• **WORK TO COMPLETE**
Arrange every line of the data below as a numbered list, omitting any blank lines.

Saved data entries:
—————
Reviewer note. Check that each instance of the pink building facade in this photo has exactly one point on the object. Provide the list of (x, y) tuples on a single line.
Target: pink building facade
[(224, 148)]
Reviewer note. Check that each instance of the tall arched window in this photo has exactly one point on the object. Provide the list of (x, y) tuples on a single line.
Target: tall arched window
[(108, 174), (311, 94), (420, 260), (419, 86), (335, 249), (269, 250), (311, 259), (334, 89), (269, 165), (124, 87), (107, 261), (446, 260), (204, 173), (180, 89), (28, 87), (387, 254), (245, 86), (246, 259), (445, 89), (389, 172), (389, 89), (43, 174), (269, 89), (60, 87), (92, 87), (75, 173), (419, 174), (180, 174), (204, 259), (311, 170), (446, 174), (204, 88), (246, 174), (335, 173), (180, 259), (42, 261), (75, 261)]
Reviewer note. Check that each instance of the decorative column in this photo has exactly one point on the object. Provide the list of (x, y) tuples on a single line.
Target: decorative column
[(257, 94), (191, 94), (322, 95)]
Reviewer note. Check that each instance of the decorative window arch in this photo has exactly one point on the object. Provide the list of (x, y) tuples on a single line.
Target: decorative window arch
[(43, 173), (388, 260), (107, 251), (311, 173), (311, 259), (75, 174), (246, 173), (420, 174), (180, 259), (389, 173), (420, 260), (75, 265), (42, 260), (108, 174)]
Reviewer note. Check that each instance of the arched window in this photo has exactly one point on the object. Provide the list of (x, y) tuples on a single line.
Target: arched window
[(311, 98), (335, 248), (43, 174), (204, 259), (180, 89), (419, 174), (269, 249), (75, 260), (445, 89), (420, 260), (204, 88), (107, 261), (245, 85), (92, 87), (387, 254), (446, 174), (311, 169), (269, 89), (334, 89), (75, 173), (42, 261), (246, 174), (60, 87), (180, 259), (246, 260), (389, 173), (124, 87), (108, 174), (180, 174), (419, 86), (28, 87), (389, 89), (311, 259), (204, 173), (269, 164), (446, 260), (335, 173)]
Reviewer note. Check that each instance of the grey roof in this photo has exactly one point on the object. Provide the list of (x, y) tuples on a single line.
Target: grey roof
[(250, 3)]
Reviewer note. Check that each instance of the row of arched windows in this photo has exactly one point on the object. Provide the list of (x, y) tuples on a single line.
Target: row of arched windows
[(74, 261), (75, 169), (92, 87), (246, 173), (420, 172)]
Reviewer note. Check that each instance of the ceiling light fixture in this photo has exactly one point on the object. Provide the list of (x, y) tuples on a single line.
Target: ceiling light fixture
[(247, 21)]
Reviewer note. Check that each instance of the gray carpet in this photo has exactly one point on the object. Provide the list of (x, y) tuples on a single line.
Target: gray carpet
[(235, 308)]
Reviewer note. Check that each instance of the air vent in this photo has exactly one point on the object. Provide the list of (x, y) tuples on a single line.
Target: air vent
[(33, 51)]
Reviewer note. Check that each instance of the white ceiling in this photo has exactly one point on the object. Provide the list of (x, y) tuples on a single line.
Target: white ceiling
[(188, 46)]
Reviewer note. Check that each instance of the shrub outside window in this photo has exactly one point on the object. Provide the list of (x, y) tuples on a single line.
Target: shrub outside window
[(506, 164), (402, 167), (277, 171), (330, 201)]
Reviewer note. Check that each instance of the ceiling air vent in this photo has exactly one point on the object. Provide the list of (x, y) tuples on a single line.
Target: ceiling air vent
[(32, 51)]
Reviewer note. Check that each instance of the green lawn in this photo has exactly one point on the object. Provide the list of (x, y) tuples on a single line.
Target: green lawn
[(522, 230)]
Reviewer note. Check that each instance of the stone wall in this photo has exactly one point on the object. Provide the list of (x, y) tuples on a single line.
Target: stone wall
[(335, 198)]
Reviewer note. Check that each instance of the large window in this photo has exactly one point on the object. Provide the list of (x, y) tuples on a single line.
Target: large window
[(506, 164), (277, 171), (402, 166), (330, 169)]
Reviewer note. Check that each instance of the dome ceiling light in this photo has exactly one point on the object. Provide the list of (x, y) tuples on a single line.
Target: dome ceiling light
—————
• **EXERCISE ANSWER**
1. Reviewer note. Check that each instance of the pink building facade in this photo has exactly one point on the object. Provide the list of (x, y) tuples on a single line.
2. Target: pink building facade
3. [(224, 148)]
4. Reviewer note. Check that each instance of the tall arched window in this photo has exactly one point on the object. Provide the list of (x, y) tuples on a single line.
5. Target: tall arched window
6. [(108, 174), (311, 94), (420, 260), (419, 86), (335, 249), (269, 250), (311, 259), (334, 89), (269, 165), (124, 87), (107, 261), (446, 260), (204, 173), (180, 89), (28, 87), (387, 254), (245, 86), (246, 259), (445, 89), (389, 172), (389, 89), (43, 174), (269, 89), (60, 87), (92, 87), (75, 173), (419, 174), (180, 174), (204, 259), (311, 170), (446, 174), (204, 88), (246, 174), (335, 173), (180, 259), (42, 261), (75, 261)]
7. Reviewer note. Check that each instance of the decorative column in this photo has exactly one point on the object. Provide the list of (x, y) tuples on a single line.
8. Target: decorative column
9. [(257, 94), (191, 94), (322, 95)]
10. Reviewer note. Check that each instance of the decorative window arch in this photo has exactly one point on the object. Provide the list of (x, y) tuples on a single line.
11. Target: decorative window arch
12. [(43, 173), (388, 260), (107, 251), (311, 173), (311, 259), (75, 174), (246, 173), (420, 174), (180, 259), (389, 173), (420, 260), (75, 265), (42, 260), (108, 174)]
13. Reviewer note. Check that each instance of the arched window in this photo has exactly one point on the object. Provide the list of (x, y) tuples on a single line.
14. Target: arched window
15. [(311, 98), (335, 248), (43, 174), (204, 259), (180, 89), (419, 174), (269, 249), (75, 260), (445, 89), (420, 260), (204, 88), (107, 261), (245, 85), (92, 87), (387, 254), (446, 174), (311, 169), (269, 89), (334, 89), (75, 173), (42, 261), (246, 174), (60, 87), (180, 259), (246, 260), (389, 173), (124, 87), (108, 174), (180, 174), (419, 86), (28, 87), (389, 89), (311, 259), (204, 173), (269, 164), (446, 260), (335, 173)]
16. Reviewer note. Check that each instance of the grey roof in this photo has exactly one point on the object. Provide the list of (x, y) tuples on a single line.
17. Target: grey roof
18. [(250, 3)]
19. Reviewer note. Check that each instance of the row of arched windows in this photo has exactly one point on the object. Provide the list of (x, y) tuples on a single line.
20. Target: row of arched windows
21. [(74, 261), (75, 169), (92, 87), (246, 173), (420, 172)]
22. Reviewer note. Check that each instance of the ceiling light fixture in this photo has exactly one point on the object. Provide the list of (x, y) tuples on a single line.
23. Target: ceiling light fixture
24. [(247, 21)]
25. Reviewer note. Check that each instance of the gray carpet in this photo has exactly one point on the object. Provide the list of (x, y) tuples on a single line.
26. Target: gray carpet
27. [(235, 308)]
28. Reviewer note. Check that each instance of the air vent in this photo has exactly one point on the object. Provide the list of (x, y) tuples on a single line.
29. Target: air vent
30. [(33, 51)]
31. Reviewer note. Check that each instance of the white ceiling in this photo has exactly one point on the object. Provide the list of (x, y) tuples on a single line.
32. Target: white ceiling
33. [(188, 46)]
34. Reviewer note. Check that each instance of the shrub outside window in this photo has exactly one point on the object. Provide the list of (x, y) tuples on a single line.
35. Target: shrub outside window
36. [(506, 164), (402, 167), (277, 171), (330, 201)]
37. Reviewer note. Check that each instance of the ceiling air vent in this photo has exactly one point on the object. Provide the list of (x, y) tuples on a single line.
38. Target: ceiling air vent
39. [(32, 51)]
40. Reviewer note. Check that each instance of the green lawn in this photo has exactly one point on the object. Provide the list of (x, y) tuples on a single line.
41. Target: green lawn
42. [(522, 230)]
43. Reviewer note. Check that each instance of the stone wall in this photo has exactly one point on the object. Provide the list of (x, y) tuples on a single line.
44. Target: stone wall
45. [(335, 198)]
46. Reviewer note. Check that each instance of the large window in this photo has exactly one point on the object. Provide the list of (x, y) tuples on a single line.
47. Target: large window
48. [(506, 164), (277, 171), (402, 166), (330, 169)]
49. Reviewer note. Check that each instance of the dome ceiling light in this photo has exactly one point on the object. Provide the list of (x, y) tuples on a single line.
50. Target: dome ceiling light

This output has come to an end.